### Directions for this task
Copy each line of the entries beneath that contains the word "sink".

Information: Begin

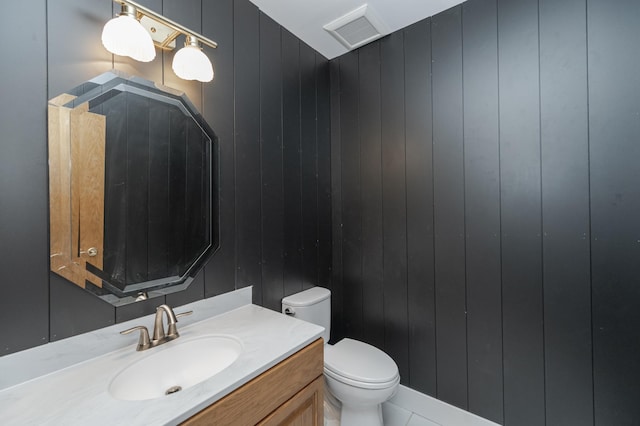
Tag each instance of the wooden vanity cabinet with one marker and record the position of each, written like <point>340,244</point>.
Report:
<point>290,393</point>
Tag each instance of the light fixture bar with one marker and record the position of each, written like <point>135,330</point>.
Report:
<point>179,29</point>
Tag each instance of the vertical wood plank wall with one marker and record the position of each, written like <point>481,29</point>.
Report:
<point>486,204</point>
<point>270,143</point>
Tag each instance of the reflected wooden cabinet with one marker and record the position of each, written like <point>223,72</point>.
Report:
<point>290,393</point>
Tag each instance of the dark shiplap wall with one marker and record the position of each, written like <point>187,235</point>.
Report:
<point>269,105</point>
<point>486,203</point>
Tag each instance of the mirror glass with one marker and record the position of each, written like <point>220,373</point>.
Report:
<point>132,193</point>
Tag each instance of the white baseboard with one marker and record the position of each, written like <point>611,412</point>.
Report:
<point>435,410</point>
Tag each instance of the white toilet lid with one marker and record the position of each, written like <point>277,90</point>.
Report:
<point>360,362</point>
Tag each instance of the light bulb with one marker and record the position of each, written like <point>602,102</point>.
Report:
<point>125,36</point>
<point>190,63</point>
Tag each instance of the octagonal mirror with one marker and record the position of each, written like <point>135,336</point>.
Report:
<point>132,191</point>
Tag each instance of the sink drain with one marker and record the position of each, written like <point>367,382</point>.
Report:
<point>173,389</point>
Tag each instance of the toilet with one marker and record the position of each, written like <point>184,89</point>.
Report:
<point>359,376</point>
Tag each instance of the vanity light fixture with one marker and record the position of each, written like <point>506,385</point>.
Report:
<point>137,30</point>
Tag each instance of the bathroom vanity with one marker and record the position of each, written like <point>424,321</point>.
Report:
<point>276,378</point>
<point>290,393</point>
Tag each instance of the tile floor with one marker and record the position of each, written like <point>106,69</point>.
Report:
<point>396,416</point>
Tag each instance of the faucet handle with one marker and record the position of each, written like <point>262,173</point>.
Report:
<point>172,333</point>
<point>143,341</point>
<point>183,314</point>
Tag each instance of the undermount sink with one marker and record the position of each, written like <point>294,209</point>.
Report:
<point>175,366</point>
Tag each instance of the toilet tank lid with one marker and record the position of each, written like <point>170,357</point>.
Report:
<point>308,297</point>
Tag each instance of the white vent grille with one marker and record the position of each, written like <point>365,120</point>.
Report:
<point>357,28</point>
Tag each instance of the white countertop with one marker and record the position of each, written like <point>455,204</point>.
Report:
<point>78,394</point>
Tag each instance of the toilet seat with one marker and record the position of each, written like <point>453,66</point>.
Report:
<point>360,364</point>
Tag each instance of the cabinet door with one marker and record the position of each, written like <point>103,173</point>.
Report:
<point>304,409</point>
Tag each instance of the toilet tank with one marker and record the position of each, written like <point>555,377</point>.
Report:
<point>312,305</point>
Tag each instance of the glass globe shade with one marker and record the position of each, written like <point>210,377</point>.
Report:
<point>125,36</point>
<point>190,63</point>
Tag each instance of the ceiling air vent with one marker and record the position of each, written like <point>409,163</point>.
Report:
<point>357,27</point>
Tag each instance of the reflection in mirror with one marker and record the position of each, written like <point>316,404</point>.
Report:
<point>132,195</point>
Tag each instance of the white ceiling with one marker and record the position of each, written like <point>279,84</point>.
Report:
<point>305,18</point>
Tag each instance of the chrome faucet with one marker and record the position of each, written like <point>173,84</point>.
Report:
<point>159,336</point>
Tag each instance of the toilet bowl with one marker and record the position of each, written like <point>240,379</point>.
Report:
<point>358,375</point>
<point>361,377</point>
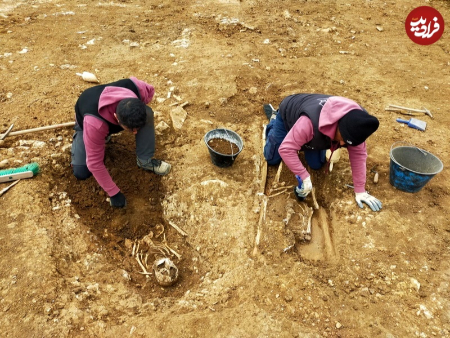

Information: End

### Written answer
Tag each instance of the sink drain with one marker and record the position of each, written like <point>367,382</point>.
Tag each instance of the undermount sink with one marker and record the position of each, written like <point>294,209</point>.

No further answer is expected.